## Requirements
Rewrite the records below, substituting "each element on its own line" for every occurrence of "one element per line" and leaving the rest unchanged.

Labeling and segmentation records
▼

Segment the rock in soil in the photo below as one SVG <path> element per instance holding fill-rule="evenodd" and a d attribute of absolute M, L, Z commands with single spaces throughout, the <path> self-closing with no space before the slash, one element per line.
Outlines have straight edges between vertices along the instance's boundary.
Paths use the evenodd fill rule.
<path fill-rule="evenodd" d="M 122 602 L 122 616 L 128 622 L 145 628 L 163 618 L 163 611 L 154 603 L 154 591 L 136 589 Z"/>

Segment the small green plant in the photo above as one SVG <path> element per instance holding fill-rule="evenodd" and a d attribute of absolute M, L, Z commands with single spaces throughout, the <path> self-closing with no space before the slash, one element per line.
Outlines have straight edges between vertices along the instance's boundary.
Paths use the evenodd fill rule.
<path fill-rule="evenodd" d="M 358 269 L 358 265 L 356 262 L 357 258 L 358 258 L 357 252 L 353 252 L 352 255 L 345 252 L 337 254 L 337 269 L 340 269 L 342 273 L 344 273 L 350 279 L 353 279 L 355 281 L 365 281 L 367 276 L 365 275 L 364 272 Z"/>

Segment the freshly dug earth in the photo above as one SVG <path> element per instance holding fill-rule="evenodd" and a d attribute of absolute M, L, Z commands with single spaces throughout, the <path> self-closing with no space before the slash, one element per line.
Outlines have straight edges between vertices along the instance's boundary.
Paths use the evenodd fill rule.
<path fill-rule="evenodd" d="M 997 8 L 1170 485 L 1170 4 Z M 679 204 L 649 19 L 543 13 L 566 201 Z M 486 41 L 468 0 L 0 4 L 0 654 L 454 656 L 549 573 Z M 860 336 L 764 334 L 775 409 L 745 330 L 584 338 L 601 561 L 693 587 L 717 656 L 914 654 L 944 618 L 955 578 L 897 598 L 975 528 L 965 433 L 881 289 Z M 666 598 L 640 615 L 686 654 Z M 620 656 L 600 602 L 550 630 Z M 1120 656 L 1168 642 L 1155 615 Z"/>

▲

## Task response
Segment the rock in soil in the photo below as one SVG <path> element per instance holding fill-rule="evenodd" and a d attribute of absolute M, L, Z commands with single spaces throughout, the <path> self-closing with no space before the slash, each element on its own line.
Outlines have straight edges between vertices along the instance's boundary.
Paths use the evenodd fill rule.
<path fill-rule="evenodd" d="M 122 602 L 122 616 L 128 622 L 145 628 L 163 618 L 163 611 L 154 603 L 154 591 L 136 589 Z"/>

Segment the small green plant in the photo above as one SVG <path> element per instance holding fill-rule="evenodd" and a d attribute of absolute M, L, Z commands with single spaces throughout, the <path> self-closing with no space before the slash, each element on its own line.
Outlines have straight edges between vertices along the instance's boundary.
Paths use the evenodd fill rule.
<path fill-rule="evenodd" d="M 358 269 L 358 265 L 356 262 L 357 258 L 358 258 L 357 252 L 353 252 L 352 255 L 345 252 L 337 254 L 337 269 L 340 269 L 342 273 L 344 273 L 350 279 L 353 279 L 355 281 L 365 281 L 367 276 L 365 275 L 364 272 Z"/>

Segment the freshly dug earth in the photo above as one SVG <path> element per instance holding fill-rule="evenodd" and a d attribute of absolute M, L, Z commands with single spaces throughout, the <path> self-closing with no space before the slash, each element on its own line.
Outlines have straight edges between vertices along the instance's boundary.
Paths use the evenodd fill rule.
<path fill-rule="evenodd" d="M 997 8 L 1170 485 L 1170 4 Z M 679 204 L 649 19 L 543 13 L 566 201 Z M 486 41 L 468 0 L 0 4 L 0 654 L 454 656 L 549 573 Z M 860 336 L 764 334 L 775 409 L 745 330 L 584 338 L 601 561 L 693 587 L 717 656 L 914 654 L 944 618 L 955 578 L 897 598 L 975 528 L 965 433 L 881 289 Z M 666 598 L 640 615 L 686 654 Z M 620 656 L 600 602 L 550 630 Z M 1120 656 L 1168 642 L 1155 615 Z"/>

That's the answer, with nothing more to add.